## Work task
Reproduce each line below with no alterations.

## Data for processing
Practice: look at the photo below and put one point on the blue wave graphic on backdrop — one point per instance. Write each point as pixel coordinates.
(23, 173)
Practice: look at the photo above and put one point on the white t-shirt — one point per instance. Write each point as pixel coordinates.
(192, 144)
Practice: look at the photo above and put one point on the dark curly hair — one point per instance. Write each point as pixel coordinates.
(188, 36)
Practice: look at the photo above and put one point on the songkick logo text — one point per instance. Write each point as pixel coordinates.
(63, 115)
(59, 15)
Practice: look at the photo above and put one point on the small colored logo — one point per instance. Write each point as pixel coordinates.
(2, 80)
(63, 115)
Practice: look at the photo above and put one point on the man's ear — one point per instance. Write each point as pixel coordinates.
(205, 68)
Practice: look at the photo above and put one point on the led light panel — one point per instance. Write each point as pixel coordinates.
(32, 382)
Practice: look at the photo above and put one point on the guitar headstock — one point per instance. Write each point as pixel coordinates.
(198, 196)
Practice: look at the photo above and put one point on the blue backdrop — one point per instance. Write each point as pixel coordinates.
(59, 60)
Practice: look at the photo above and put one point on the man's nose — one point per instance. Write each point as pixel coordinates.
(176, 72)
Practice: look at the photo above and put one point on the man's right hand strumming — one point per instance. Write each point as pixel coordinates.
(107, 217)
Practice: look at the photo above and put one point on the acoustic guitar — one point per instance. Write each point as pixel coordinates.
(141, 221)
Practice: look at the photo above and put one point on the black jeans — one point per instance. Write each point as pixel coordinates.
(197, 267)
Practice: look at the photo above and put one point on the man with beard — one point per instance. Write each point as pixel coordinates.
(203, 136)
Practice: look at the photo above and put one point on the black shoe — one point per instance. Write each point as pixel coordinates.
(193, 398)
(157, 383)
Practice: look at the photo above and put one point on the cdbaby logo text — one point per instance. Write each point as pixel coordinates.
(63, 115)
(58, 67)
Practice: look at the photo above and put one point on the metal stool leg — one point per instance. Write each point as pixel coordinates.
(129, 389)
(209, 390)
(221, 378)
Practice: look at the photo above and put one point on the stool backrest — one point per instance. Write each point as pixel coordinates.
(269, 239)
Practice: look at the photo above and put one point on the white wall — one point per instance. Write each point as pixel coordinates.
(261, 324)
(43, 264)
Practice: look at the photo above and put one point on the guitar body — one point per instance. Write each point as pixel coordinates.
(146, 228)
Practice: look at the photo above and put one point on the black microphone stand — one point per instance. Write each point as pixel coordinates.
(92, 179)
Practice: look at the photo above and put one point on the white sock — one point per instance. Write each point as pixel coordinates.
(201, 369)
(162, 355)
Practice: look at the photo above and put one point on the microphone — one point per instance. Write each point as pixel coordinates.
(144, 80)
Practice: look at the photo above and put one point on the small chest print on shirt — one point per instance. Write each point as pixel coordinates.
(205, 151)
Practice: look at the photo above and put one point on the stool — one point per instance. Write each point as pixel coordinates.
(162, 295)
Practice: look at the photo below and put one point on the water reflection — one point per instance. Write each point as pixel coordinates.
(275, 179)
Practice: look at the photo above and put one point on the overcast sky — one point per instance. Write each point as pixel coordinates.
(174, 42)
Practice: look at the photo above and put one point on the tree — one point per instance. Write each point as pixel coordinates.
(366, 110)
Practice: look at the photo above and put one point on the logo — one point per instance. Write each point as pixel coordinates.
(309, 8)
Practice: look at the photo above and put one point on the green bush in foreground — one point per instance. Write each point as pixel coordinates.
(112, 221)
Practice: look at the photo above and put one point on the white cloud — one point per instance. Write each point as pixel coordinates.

## Your solution
Practice: look at the photo below and put one point on the blue wave graphic on backdrop — one point per instance. Write each point as pixel coordinates.
(23, 173)
Practice: look at the photo above and put one point on the white t-shirt — one point per instance. Write each point as pixel coordinates.
(192, 144)
Practice: look at the photo above and put one point on the dark curly hair — one point per instance. Write each point as pixel coordinates.
(188, 36)
Practice: look at the photo above and put one point on the songkick logo text — one point per instance. Write each point as pixel coordinates.
(63, 115)
(59, 15)
Practice: look at the photo above and put one point on the small colored logo — one point per instance. Write each point as pixel coordinates.
(2, 80)
(63, 115)
Practice: look at the photo above and put one point on the man's ear — one point per instance. Write each point as pixel coordinates.
(205, 68)
Practice: look at the photo above and put one point on the led light panel — one point per instance. Write each point as pixel coordinates.
(32, 382)
Practice: look at the photo above and put one point on the guitar headstock — one point per instance. Write each point as pixel coordinates.
(198, 196)
Practice: look at the photo above and put one point on the blue backdrop — one point per instance. Write each point as pixel coordinates.
(59, 60)
Practice: look at the photo above and put one point on the man's nose — one point per instance. Write each point as pixel coordinates.
(176, 72)
Practice: look at the photo above and put one point on the man's right hand strumming — one point per instance. Write each point as pixel coordinates.
(107, 217)
Practice: look at the photo above and put one point on the acoustic guitar — one point per instance. Write each point as pixel coordinates.
(141, 221)
Practice: look at the photo above and put one point on the black jeans — one point per instance. Write each point as pixel coordinates.
(197, 267)
Practice: look at the photo above and put one point on the man with beard — one point per instance. Write each point as pixel coordinates.
(203, 136)
Practice: look at the photo above and put one point on the black shoe — one point per instance. Write each point as pixel coordinates.
(193, 398)
(157, 383)
Practice: look at the photo above and put one point on the cdbaby logo text — one point per instance. Write each point as pixel coordinates.
(63, 115)
(58, 67)
Practice: look at the photo above and put one point on the metal stool leg — one point per instance. Write each point as pixel coordinates.
(129, 389)
(209, 390)
(221, 378)
Practice: look at the photo above and put one point on the stool backrest — one point per instance. Write each point as pixel coordinates.
(269, 239)
Practice: look at the photo above and put one point on the white wall — one point per instance. Write each point as pixel coordinates.
(261, 324)
(43, 264)
Practice: look at the photo above and put one point on the guitar body — one point per instance. Write each point as pixel coordinates.
(146, 228)
Practice: look at the photo above and put one point on the black microphone stand — one point per instance. Write each point as pixel coordinates.
(92, 179)
Practice: look at the photo above and put one point on the white sock — one point per instance. Write each point as pixel coordinates.
(201, 369)
(162, 355)
Practice: look at the photo above and put one point on the microphone — one point per instance. Write each point as pixel coordinates.
(144, 80)
Practice: look at the photo above and put one point on the small chest print on shirt — one point per instance. Write each point as pixel coordinates.
(205, 151)
Practice: look at the photo above and put one point on the stool — one point per instance. Write each point as pixel coordinates.
(162, 295)
Practice: look at the photo below and put one point on the water reflection — one point per instance. Write each point as pixel coordinates.
(275, 179)
Practice: look at the photo above and put one point on the overcast sky — one point per instance. Write each point as pixel coordinates.
(174, 42)
Practice: look at the photo above and put one point on the tree — one point per instance. Write each point as pixel coordinates.
(366, 110)
Practice: look at the photo above and put one point on the logo — one point per instance. Write each point as pixel coordinates.
(309, 8)
Practice: look at the photo above and put one point on the green bush in foreground — one point per instance. Write each point as pixel coordinates.
(112, 221)
Practice: look at the photo above and put one point on the white cloud — one point per instance. Write each point as pixel coordinates.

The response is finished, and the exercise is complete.